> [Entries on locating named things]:
** Begin **

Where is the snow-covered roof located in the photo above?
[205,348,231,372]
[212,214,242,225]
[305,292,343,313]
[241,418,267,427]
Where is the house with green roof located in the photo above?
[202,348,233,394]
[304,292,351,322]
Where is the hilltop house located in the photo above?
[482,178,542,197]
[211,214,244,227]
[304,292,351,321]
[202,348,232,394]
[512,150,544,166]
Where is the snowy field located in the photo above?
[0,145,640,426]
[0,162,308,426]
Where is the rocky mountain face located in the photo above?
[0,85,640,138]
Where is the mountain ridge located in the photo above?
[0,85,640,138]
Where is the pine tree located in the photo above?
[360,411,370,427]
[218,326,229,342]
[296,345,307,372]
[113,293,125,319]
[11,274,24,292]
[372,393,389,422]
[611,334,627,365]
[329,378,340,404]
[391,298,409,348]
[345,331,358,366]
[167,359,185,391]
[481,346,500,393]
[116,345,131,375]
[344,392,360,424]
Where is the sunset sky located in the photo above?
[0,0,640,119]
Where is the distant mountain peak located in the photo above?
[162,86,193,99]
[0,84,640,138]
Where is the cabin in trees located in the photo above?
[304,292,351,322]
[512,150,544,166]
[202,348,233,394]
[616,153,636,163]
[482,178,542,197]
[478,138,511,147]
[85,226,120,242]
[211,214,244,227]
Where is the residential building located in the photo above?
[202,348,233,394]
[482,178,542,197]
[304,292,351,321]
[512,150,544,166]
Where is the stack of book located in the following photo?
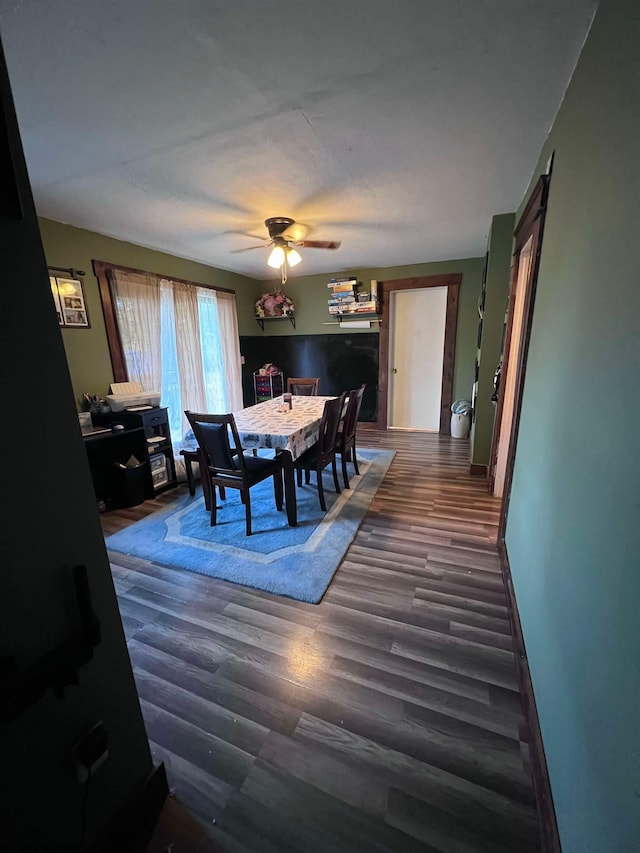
[327,277,377,315]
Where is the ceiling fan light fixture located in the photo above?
[287,247,302,267]
[267,246,285,270]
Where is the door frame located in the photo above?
[489,175,550,542]
[378,273,462,435]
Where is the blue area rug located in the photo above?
[106,448,395,604]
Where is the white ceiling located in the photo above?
[0,0,597,278]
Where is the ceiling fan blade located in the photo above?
[230,243,269,255]
[222,230,267,240]
[298,240,342,249]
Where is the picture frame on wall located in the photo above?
[49,276,90,329]
[49,275,64,326]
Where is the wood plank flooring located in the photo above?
[102,425,540,853]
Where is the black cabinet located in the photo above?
[110,408,177,497]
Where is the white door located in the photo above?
[493,237,533,498]
[389,287,447,432]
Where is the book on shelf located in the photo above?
[327,293,356,305]
[327,276,358,287]
[329,282,357,293]
[329,302,378,314]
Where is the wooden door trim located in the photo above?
[378,273,462,435]
[489,175,550,542]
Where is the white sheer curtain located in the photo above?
[113,270,162,391]
[113,271,242,446]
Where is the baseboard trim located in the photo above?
[469,462,487,479]
[498,540,562,853]
[91,764,169,853]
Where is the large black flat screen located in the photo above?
[240,332,378,421]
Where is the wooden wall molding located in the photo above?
[489,175,550,541]
[469,462,488,479]
[378,273,462,435]
[498,540,562,853]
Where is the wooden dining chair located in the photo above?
[336,385,366,489]
[293,394,346,512]
[287,377,320,397]
[185,411,284,536]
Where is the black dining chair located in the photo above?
[287,377,320,397]
[336,385,366,489]
[293,394,346,512]
[185,411,284,536]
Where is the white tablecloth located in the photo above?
[233,396,335,459]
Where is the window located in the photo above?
[94,261,242,445]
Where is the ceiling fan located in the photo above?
[239,216,340,284]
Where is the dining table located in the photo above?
[233,394,335,527]
[180,394,335,527]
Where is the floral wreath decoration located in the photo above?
[256,290,295,317]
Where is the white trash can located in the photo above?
[451,413,471,438]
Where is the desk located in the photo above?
[82,427,148,509]
[181,396,334,527]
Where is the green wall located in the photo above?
[471,213,515,465]
[506,0,640,853]
[252,258,484,400]
[39,219,256,404]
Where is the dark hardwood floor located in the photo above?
[102,426,539,853]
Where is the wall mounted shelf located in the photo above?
[256,314,296,332]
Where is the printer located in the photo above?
[105,382,160,412]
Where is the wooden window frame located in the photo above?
[378,273,462,435]
[92,260,235,382]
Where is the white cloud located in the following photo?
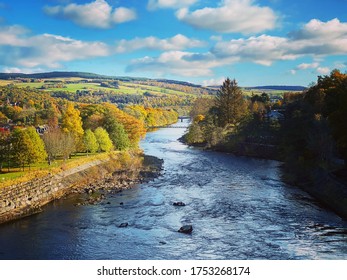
[128,19,347,76]
[112,7,137,23]
[317,67,330,75]
[126,51,226,77]
[297,62,319,70]
[116,34,204,53]
[147,0,199,11]
[290,62,330,75]
[0,26,111,69]
[202,77,225,87]
[44,0,137,29]
[211,35,297,66]
[176,0,278,34]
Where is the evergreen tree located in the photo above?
[215,78,247,127]
[83,129,98,153]
[94,127,113,152]
[62,103,84,147]
[104,113,130,150]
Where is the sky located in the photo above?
[0,0,347,86]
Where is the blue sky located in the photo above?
[0,0,347,86]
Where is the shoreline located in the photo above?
[179,136,347,220]
[0,152,163,224]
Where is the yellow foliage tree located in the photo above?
[62,103,84,145]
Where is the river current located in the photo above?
[0,121,347,260]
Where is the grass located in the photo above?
[0,152,117,188]
[0,78,193,96]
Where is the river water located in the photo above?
[0,121,347,260]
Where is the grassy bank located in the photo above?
[0,152,120,188]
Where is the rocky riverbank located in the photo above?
[71,155,163,206]
[0,152,163,223]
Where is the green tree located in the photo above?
[42,127,65,165]
[24,127,47,168]
[214,78,247,127]
[104,113,130,150]
[94,127,113,152]
[12,127,47,170]
[61,102,84,147]
[83,129,98,153]
[0,130,11,172]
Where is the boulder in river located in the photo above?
[178,225,193,234]
[118,223,129,227]
[172,201,186,206]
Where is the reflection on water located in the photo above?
[0,119,347,259]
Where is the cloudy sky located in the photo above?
[0,0,347,86]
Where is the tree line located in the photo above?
[185,70,347,181]
[0,87,182,171]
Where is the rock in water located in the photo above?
[178,225,193,234]
[172,201,186,206]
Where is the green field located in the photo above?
[0,78,193,96]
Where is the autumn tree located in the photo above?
[42,127,64,165]
[0,130,11,172]
[94,127,113,152]
[61,102,84,147]
[214,78,247,127]
[104,113,130,150]
[12,127,47,170]
[24,127,47,168]
[83,129,98,153]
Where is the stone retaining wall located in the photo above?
[0,160,109,223]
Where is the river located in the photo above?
[0,121,347,260]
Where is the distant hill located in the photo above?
[246,86,307,91]
[0,71,201,87]
[0,71,147,81]
[0,71,307,91]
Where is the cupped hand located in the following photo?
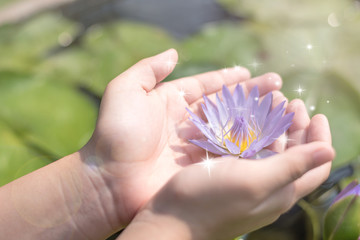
[81,49,281,226]
[120,96,334,240]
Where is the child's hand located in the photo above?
[119,100,334,240]
[80,50,281,226]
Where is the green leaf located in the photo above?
[283,70,360,167]
[0,121,50,186]
[80,21,177,94]
[0,14,76,71]
[324,195,360,240]
[181,23,260,67]
[0,72,96,159]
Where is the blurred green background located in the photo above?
[0,0,360,239]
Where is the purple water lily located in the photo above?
[188,85,294,158]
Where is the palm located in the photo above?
[88,49,281,225]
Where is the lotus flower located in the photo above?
[324,181,360,240]
[188,85,294,158]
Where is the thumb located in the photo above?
[112,48,178,92]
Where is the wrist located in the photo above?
[117,206,195,240]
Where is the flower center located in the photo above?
[224,116,257,153]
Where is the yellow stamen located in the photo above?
[224,128,256,153]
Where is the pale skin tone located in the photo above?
[0,50,334,240]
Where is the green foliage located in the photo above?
[324,195,360,240]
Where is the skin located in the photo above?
[0,49,334,239]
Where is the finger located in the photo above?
[111,49,178,92]
[172,68,282,105]
[295,162,331,199]
[286,99,310,148]
[187,73,282,116]
[258,142,335,190]
[307,114,331,144]
[169,67,250,104]
[267,91,288,153]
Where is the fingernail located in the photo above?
[312,148,334,165]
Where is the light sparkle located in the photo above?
[234,65,242,71]
[294,85,306,96]
[249,60,261,72]
[276,134,294,148]
[200,151,215,177]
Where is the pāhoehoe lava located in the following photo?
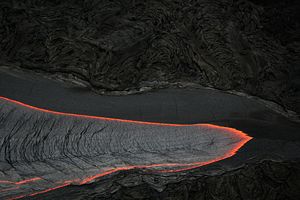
[0,97,251,199]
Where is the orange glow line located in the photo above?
[0,96,252,199]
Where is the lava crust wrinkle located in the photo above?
[0,97,251,199]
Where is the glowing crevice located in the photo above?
[0,96,252,199]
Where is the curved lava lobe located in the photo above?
[0,97,251,199]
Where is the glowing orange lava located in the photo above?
[0,96,252,199]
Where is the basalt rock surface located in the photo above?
[0,0,300,113]
[27,161,300,200]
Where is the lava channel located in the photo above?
[0,97,252,199]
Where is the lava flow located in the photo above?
[0,97,252,199]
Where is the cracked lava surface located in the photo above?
[0,97,252,199]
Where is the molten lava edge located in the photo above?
[0,96,252,199]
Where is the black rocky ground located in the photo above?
[27,161,300,200]
[0,0,300,200]
[0,0,300,113]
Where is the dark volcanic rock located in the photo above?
[0,0,300,113]
[29,161,300,200]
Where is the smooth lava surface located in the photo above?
[0,97,252,199]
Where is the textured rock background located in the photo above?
[0,0,300,113]
[0,98,251,198]
[29,161,300,200]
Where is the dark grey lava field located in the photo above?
[0,0,300,200]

** End **

> [Instructions to follow]: Each line from the one containing "Where is the yellow stamen" through the last line of the entries above is to be extracted exactly. Pictures are not part of the copy.

> [Completed task]:
Where is the yellow stamen located in the photo above?
[224,128,256,153]
Where is the pale skin tone located in the photo above?
[0,50,334,240]
Where is the green foliage located in the photo above?
[324,195,360,240]
Where is the skin located in the photo above?
[0,49,334,239]
Where is the finger located in the photo above?
[111,49,178,92]
[172,68,282,105]
[295,162,331,199]
[286,99,310,148]
[187,73,282,116]
[258,142,335,190]
[307,114,331,144]
[169,67,250,104]
[267,91,288,153]
Where is the fingernail located in the photo above?
[312,148,334,165]
Where is the light sparkle located in the photo above?
[234,65,242,71]
[294,85,306,96]
[249,60,261,72]
[276,134,294,148]
[200,151,215,177]
Where is the pāhoehoe lava located in the following photo?
[0,97,251,199]
Where is the orange glow line located in the photo above?
[0,96,252,199]
Where is the lava crust wrinkle located in the photo above?
[0,97,251,199]
Where is the glowing crevice located in the photo above?
[0,96,252,199]
Where is the curved lava lobe located in the photo above?
[0,97,251,199]
Where is the glowing orange lava located in the photo above?
[0,96,252,199]
Where is the basalt rock surface located in the photo above?
[0,0,300,113]
[27,161,300,200]
Where is the lava channel located in the photo above?
[0,97,252,199]
Where is the lava flow located in the photo above?
[0,97,252,199]
Where is the cracked lava surface located in the photo above?
[0,97,252,199]
Where is the molten lava edge located in the photo above?
[0,96,252,199]
Where is the black rocky ground located in the photo above?
[27,161,300,200]
[0,0,300,200]
[0,0,300,113]
Where is the dark volcanic rock located in the photo above?
[0,0,300,113]
[29,161,300,200]
Where is the smooth lava surface located in the photo above?
[0,97,252,199]
Where is the textured rock background located in the photo above?
[0,0,300,113]
[0,98,251,198]
[29,161,300,200]
Where is the dark grey lava field located in the photo above?
[0,0,300,200]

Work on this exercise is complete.